WORK INSTRUCTIONS –
Quote every one of the following lines verbatim, changing nothing.

SUPPLIED DATA –

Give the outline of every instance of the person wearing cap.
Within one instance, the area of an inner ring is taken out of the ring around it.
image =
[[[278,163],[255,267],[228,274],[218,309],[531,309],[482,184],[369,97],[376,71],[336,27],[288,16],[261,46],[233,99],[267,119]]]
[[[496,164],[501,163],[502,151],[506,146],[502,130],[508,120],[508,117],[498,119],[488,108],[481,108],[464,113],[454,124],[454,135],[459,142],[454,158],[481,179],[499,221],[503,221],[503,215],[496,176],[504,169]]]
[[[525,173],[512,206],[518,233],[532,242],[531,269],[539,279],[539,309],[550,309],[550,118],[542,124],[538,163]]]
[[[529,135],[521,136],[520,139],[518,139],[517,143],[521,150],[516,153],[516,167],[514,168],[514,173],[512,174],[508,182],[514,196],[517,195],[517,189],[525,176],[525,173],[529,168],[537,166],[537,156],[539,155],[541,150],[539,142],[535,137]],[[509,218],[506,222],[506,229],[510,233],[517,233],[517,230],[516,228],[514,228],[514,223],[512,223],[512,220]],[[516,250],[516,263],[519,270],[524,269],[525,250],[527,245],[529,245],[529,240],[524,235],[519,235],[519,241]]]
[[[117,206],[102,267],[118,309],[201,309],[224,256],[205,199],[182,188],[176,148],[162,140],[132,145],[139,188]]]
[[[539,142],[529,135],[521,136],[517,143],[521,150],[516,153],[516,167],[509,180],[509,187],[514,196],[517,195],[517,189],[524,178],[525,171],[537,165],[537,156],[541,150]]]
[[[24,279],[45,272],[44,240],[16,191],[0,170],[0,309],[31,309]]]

WRITTEN RESPONSE –
Give the outline of every instance of the person wearing cap.
Within one instance, the area of an inner ring is taken out of the ring around it.
image =
[[[278,163],[255,267],[228,274],[218,309],[531,309],[482,184],[369,97],[376,71],[336,27],[288,16],[261,46],[233,99],[267,119]]]
[[[496,164],[501,163],[502,151],[506,146],[502,130],[508,120],[508,117],[498,119],[488,108],[481,108],[464,113],[454,124],[454,135],[459,142],[454,158],[481,179],[499,221],[503,221],[503,215],[496,176],[504,169]]]
[[[525,173],[512,206],[518,233],[532,242],[531,269],[539,279],[539,309],[550,309],[550,118],[542,124],[538,163]]]
[[[529,135],[521,136],[520,139],[518,139],[517,143],[521,150],[516,153],[516,167],[514,168],[514,173],[512,174],[508,182],[514,196],[517,195],[517,189],[525,176],[525,173],[529,168],[537,166],[537,156],[539,155],[541,150],[539,142],[535,137]],[[509,218],[506,222],[506,229],[510,233],[517,233],[517,230],[516,228],[514,228],[514,223],[512,223],[512,220]],[[516,250],[516,263],[519,270],[524,269],[525,250],[527,245],[529,245],[529,240],[524,235],[519,235],[519,241]]]
[[[117,206],[102,267],[118,309],[201,309],[224,256],[205,199],[182,188],[176,148],[162,140],[132,145],[139,188]]]
[[[539,142],[529,135],[521,136],[517,143],[521,150],[516,153],[516,167],[509,180],[509,187],[514,196],[517,195],[517,189],[524,178],[525,171],[537,165],[537,156],[541,150]]]
[[[24,279],[45,272],[44,240],[16,191],[0,170],[0,309],[31,309]]]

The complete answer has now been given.